__Your goal__:
Output all of the records exactly as written.

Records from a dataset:
** BEGIN **

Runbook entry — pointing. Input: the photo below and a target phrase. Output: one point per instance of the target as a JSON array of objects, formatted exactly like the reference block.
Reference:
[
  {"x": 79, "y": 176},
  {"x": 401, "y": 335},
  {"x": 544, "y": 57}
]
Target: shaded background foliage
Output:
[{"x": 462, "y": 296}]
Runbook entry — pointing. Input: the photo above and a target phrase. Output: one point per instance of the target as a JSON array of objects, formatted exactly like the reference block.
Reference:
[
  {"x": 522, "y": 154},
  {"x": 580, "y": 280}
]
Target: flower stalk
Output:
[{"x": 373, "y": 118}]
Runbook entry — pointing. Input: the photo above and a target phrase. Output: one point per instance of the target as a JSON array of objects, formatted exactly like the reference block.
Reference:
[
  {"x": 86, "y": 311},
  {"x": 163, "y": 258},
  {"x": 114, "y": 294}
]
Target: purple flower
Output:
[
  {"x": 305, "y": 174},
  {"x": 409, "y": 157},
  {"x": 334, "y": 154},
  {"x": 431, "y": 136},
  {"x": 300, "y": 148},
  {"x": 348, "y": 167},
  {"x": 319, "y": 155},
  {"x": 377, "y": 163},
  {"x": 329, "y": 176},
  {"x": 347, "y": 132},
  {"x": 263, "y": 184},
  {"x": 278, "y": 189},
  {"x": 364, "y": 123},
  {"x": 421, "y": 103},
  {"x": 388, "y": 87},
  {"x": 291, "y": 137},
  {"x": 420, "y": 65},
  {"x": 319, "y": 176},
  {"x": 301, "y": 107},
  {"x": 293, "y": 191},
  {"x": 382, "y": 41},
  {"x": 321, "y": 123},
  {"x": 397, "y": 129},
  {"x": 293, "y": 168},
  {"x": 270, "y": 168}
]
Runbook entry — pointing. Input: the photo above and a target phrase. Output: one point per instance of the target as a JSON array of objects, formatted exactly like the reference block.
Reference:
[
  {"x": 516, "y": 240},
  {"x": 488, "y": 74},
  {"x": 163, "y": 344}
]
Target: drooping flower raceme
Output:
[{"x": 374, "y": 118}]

** END **

__Expected answer__:
Runbook entry — pointing. Input: the photo below and a target phrase. Output: one point per instance of the target as a JSON array of objects, formatted exactly like the reference block.
Reference:
[
  {"x": 79, "y": 176},
  {"x": 401, "y": 335},
  {"x": 544, "y": 57}
]
Target: shaded background foliage
Output:
[{"x": 462, "y": 296}]
Runbook entry — pointing. Input: the photo above and a target phrase. Output: one point per instance of the target as a JSON array of objects, formatted exactly like the reference block.
Reference:
[
  {"x": 522, "y": 154},
  {"x": 580, "y": 280}
]
Target: flower stalk
Output:
[{"x": 373, "y": 118}]
Runbook entry — pointing. Input: the photo above and a target phrase. Output: one point per instance of the target as a JSON array of objects, formatted exactly like the reference block.
Reference:
[
  {"x": 86, "y": 311},
  {"x": 163, "y": 258},
  {"x": 114, "y": 294}
]
Target: purple flower
Output:
[
  {"x": 305, "y": 174},
  {"x": 409, "y": 157},
  {"x": 334, "y": 154},
  {"x": 431, "y": 136},
  {"x": 300, "y": 148},
  {"x": 348, "y": 167},
  {"x": 319, "y": 155},
  {"x": 377, "y": 163},
  {"x": 329, "y": 176},
  {"x": 347, "y": 132},
  {"x": 263, "y": 184},
  {"x": 278, "y": 189},
  {"x": 364, "y": 123},
  {"x": 421, "y": 103},
  {"x": 388, "y": 87},
  {"x": 291, "y": 137},
  {"x": 420, "y": 65},
  {"x": 319, "y": 176},
  {"x": 301, "y": 107},
  {"x": 293, "y": 191},
  {"x": 382, "y": 41},
  {"x": 321, "y": 123},
  {"x": 397, "y": 129},
  {"x": 293, "y": 168},
  {"x": 270, "y": 168}
]
Runbook entry — pointing. Input: the photo above and a target phrase. Output: one point per instance of the target as a JSON array of objects, formatted exactly like the reference block.
Reference:
[
  {"x": 516, "y": 240},
  {"x": 488, "y": 74},
  {"x": 163, "y": 344}
]
Target: drooping flower raceme
Output:
[{"x": 374, "y": 118}]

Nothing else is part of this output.